**Provided entries:**

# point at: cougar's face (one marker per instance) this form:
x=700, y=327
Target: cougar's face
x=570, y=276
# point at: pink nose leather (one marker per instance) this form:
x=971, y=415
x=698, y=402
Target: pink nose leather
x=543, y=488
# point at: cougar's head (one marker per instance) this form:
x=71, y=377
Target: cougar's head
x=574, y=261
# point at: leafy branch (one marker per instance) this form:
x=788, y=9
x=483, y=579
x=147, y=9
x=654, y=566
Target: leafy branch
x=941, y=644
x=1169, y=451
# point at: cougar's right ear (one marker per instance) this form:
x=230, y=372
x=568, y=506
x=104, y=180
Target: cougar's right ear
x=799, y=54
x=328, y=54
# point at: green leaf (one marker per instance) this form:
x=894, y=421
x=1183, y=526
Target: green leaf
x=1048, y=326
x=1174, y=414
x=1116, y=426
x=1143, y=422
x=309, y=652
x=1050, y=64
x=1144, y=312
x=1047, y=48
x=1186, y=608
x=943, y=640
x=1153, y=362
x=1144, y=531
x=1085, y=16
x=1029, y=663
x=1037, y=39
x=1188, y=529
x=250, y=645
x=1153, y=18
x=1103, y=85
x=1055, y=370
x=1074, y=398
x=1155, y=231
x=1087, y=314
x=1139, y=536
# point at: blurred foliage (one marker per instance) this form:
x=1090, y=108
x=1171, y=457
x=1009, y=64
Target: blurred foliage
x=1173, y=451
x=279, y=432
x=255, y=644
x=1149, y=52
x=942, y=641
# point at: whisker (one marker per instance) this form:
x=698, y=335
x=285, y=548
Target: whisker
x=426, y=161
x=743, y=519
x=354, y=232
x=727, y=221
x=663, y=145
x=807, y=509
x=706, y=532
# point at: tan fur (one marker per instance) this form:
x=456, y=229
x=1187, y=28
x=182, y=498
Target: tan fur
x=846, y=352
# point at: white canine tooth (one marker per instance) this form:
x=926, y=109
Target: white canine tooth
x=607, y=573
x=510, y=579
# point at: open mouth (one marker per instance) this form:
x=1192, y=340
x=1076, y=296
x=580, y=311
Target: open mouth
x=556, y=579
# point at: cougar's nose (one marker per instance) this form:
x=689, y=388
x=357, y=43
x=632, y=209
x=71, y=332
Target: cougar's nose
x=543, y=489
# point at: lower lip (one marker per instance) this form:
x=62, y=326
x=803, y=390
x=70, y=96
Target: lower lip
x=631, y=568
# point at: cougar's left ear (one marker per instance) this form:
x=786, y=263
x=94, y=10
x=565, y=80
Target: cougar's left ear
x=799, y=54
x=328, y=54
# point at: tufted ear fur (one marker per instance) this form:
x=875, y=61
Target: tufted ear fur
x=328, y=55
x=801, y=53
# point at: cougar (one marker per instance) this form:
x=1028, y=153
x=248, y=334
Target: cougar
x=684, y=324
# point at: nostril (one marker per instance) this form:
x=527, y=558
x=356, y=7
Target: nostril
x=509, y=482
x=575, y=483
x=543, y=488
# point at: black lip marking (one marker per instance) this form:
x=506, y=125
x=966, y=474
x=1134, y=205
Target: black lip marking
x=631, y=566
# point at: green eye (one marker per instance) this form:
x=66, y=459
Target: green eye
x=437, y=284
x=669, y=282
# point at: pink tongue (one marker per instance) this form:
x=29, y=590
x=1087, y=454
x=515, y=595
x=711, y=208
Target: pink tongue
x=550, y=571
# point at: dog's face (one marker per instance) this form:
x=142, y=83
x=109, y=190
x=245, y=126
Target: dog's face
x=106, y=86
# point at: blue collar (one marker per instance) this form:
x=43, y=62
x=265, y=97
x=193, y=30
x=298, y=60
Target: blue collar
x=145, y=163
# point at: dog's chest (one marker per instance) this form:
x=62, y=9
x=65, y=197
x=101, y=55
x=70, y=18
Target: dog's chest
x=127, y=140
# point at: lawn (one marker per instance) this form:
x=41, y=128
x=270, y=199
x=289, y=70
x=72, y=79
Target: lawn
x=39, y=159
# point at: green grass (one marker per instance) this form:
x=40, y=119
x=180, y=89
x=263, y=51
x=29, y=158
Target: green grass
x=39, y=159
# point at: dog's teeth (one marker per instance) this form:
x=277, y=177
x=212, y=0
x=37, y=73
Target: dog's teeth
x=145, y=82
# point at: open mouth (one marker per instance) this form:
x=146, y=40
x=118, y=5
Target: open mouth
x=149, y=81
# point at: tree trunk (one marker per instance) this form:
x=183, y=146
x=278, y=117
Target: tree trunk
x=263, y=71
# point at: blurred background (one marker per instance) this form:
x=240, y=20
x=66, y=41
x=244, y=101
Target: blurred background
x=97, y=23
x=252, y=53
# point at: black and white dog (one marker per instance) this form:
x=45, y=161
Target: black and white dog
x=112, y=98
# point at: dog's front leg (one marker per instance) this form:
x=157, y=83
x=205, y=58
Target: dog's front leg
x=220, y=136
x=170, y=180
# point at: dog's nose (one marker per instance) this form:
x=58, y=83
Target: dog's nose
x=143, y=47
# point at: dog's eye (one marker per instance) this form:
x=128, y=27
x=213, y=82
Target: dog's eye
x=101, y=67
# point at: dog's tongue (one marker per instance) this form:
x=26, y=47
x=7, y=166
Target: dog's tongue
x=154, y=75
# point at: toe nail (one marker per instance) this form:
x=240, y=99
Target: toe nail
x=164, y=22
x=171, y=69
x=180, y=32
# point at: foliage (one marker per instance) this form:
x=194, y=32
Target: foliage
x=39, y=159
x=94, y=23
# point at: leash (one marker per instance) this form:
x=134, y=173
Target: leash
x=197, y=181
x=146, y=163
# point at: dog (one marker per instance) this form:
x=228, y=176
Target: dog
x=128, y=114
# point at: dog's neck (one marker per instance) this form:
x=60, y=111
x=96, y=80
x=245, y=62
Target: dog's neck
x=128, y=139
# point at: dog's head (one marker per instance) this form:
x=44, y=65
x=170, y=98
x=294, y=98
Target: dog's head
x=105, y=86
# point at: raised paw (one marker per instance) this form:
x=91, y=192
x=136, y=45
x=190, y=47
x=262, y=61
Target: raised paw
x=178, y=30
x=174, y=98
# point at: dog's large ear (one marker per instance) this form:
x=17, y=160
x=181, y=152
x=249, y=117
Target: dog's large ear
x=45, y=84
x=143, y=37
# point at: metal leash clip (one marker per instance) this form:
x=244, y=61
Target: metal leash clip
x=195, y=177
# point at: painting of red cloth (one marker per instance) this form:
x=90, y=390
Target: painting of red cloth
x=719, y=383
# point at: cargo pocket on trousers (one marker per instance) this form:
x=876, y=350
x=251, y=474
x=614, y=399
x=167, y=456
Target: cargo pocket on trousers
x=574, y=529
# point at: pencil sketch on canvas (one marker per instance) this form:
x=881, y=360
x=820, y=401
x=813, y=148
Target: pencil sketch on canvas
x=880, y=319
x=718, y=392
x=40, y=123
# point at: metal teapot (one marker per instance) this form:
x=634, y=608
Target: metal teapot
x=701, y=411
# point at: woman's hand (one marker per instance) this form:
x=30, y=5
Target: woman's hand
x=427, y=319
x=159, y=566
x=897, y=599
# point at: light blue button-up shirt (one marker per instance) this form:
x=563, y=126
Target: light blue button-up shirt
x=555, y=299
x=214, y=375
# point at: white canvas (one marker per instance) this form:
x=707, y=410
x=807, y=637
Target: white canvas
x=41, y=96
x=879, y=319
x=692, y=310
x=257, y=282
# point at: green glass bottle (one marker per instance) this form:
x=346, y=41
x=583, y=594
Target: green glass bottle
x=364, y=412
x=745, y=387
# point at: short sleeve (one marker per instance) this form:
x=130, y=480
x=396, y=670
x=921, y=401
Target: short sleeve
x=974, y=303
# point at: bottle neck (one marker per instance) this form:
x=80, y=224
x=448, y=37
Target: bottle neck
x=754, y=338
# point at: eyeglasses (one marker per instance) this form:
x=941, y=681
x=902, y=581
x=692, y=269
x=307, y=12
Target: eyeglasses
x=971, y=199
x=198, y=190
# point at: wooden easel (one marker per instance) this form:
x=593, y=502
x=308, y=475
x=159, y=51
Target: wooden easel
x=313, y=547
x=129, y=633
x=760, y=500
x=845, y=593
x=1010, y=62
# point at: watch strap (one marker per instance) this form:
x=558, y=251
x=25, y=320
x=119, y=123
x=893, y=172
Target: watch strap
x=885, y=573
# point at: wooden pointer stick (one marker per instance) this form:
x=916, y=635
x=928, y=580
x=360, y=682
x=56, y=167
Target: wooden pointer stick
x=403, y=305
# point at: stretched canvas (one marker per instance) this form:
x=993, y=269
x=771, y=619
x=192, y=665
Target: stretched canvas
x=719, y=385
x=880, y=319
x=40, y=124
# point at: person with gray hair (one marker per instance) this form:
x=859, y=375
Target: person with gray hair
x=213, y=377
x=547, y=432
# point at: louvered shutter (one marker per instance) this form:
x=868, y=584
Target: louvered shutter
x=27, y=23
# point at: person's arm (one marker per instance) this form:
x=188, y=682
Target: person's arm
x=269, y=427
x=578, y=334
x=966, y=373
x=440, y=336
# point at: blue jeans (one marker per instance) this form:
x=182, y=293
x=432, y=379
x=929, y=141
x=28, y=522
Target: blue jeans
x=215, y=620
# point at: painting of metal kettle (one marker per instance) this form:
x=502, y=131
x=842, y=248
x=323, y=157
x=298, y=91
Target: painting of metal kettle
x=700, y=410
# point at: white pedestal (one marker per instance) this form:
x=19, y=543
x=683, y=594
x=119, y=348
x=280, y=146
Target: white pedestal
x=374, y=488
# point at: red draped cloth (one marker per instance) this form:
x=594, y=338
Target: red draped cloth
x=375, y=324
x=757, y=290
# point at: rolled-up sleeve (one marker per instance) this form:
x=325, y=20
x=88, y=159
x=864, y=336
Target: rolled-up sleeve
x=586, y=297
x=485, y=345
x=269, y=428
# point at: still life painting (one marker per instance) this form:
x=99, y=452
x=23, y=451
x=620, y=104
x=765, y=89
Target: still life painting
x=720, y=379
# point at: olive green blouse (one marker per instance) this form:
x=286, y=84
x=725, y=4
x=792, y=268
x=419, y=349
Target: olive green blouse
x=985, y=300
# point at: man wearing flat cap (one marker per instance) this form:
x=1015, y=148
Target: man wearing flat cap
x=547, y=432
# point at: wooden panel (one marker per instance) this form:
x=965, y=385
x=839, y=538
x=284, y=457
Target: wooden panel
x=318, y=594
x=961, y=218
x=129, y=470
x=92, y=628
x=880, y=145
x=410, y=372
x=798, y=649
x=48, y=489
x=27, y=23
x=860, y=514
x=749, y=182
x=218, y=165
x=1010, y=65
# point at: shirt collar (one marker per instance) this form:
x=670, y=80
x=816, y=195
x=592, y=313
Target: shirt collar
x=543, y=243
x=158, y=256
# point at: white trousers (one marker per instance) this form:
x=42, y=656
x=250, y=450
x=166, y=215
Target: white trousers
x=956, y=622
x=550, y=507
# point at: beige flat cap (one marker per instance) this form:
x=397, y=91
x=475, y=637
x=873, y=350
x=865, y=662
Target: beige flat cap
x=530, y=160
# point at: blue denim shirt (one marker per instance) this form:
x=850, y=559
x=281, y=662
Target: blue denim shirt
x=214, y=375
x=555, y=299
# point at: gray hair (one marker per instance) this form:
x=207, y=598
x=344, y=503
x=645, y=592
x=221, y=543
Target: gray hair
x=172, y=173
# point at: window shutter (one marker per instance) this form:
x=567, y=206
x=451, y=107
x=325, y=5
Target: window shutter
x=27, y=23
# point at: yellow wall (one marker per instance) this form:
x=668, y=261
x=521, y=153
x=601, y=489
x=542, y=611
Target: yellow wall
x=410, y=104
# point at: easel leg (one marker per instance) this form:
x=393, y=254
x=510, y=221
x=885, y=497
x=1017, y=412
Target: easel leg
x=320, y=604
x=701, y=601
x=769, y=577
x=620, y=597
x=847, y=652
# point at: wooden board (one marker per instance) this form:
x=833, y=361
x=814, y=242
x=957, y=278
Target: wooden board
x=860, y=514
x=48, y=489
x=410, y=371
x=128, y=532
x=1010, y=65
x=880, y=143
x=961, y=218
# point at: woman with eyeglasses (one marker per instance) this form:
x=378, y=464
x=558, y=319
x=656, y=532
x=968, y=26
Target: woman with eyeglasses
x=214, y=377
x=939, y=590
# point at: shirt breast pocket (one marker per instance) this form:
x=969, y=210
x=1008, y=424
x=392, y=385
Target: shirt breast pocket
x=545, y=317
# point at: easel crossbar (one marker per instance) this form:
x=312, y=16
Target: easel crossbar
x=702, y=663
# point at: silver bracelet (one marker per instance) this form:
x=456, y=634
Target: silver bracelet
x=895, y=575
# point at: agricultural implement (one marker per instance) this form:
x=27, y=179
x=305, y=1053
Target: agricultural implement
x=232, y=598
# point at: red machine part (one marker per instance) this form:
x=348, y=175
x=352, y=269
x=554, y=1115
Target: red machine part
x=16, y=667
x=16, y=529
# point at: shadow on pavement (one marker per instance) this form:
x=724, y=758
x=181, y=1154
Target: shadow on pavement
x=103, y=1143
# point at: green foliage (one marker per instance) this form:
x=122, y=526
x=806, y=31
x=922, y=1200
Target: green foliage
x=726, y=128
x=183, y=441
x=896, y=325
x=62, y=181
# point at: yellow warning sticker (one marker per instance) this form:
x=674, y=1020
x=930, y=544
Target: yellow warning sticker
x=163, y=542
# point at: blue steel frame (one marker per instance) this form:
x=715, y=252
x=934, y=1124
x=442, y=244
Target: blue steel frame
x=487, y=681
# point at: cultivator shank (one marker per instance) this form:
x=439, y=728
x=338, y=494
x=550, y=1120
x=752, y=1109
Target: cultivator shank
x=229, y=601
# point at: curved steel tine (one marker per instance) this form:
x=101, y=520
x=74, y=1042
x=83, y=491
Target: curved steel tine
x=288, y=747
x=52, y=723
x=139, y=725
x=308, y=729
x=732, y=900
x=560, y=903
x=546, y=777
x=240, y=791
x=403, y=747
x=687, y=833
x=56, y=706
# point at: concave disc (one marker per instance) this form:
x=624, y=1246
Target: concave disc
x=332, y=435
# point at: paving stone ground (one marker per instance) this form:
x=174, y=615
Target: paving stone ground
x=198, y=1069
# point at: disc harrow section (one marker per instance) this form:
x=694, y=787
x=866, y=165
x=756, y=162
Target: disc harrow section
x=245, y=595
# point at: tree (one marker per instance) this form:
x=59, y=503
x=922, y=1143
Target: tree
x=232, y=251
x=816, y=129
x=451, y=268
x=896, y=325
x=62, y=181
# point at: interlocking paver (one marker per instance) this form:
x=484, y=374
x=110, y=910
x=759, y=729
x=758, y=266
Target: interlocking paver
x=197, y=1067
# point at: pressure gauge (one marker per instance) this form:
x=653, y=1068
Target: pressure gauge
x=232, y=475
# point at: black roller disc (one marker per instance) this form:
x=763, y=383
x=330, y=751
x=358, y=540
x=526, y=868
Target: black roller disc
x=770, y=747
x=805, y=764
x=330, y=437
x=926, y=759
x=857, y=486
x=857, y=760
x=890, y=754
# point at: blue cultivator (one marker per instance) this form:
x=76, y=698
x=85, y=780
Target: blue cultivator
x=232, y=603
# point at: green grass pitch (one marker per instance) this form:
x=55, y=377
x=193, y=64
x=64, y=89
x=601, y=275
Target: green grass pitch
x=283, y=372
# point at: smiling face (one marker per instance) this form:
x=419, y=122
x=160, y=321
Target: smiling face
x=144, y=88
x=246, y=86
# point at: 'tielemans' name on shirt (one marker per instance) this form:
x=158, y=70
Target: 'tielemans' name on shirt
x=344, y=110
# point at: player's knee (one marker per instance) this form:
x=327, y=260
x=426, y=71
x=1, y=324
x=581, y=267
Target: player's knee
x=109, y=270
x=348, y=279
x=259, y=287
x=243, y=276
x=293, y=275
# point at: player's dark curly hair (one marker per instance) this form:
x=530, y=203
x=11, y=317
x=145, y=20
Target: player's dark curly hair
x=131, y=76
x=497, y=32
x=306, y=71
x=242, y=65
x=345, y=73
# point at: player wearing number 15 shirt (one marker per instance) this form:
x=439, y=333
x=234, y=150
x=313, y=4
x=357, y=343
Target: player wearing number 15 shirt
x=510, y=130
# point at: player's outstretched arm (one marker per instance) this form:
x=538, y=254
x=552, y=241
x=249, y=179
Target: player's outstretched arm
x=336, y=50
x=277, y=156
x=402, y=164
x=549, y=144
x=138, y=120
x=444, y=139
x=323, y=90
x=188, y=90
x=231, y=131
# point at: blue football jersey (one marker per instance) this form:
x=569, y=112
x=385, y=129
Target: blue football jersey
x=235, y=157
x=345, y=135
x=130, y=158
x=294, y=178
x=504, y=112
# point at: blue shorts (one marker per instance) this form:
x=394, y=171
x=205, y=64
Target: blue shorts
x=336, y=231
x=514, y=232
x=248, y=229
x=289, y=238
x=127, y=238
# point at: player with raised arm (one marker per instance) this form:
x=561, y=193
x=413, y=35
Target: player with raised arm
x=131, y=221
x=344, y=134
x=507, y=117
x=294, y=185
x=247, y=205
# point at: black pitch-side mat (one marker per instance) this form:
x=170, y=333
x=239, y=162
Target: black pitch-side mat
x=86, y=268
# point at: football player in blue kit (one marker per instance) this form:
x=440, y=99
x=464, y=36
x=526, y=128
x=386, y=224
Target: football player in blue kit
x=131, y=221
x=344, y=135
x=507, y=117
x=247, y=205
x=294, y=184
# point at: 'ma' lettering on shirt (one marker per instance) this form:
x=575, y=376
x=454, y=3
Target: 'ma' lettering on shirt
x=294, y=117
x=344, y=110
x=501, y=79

**Task instructions:** Swap "easel" for "tripod" in the rows starting with the line with "# point at: blue denim" and going on through the line with "x=702, y=663", and give those lines again with everything else unchanged.

**Solved problem:**
# point at: blue denim shirt (one marker per instance) this form:
x=850, y=559
x=281, y=662
Target: blue denim shirt
x=214, y=375
x=555, y=299
# point at: gray hair (one marker per instance) this form:
x=207, y=598
x=344, y=503
x=645, y=592
x=221, y=543
Target: gray hair
x=172, y=173
# point at: window shutter (one marker per instance) this form:
x=567, y=206
x=451, y=107
x=325, y=5
Target: window shutter
x=27, y=23
# point at: yellow wall (one marker per instance) this form:
x=668, y=261
x=521, y=153
x=601, y=489
x=542, y=611
Target: yellow wall
x=410, y=104
# point at: tripod leg (one marker per instance) this form:
x=393, y=254
x=510, y=221
x=885, y=497
x=1017, y=412
Target: tripod leg
x=320, y=604
x=701, y=601
x=769, y=577
x=620, y=597
x=847, y=652
# point at: wooden board (one marker per instance) this form:
x=833, y=361
x=814, y=242
x=957, y=278
Target: wooden board
x=860, y=514
x=48, y=489
x=410, y=371
x=128, y=532
x=1010, y=65
x=880, y=143
x=961, y=218
# point at: woman with eyeglasses (one marker per instance) this form:
x=378, y=464
x=558, y=319
x=656, y=532
x=968, y=26
Target: woman with eyeglasses
x=214, y=377
x=939, y=590
# point at: shirt breast pocket (one marker per instance) this form:
x=969, y=210
x=1008, y=424
x=392, y=385
Target: shirt breast pocket
x=545, y=317
# point at: tripod crossbar (one marker per instance) this form:
x=312, y=16
Target: tripod crossbar
x=702, y=663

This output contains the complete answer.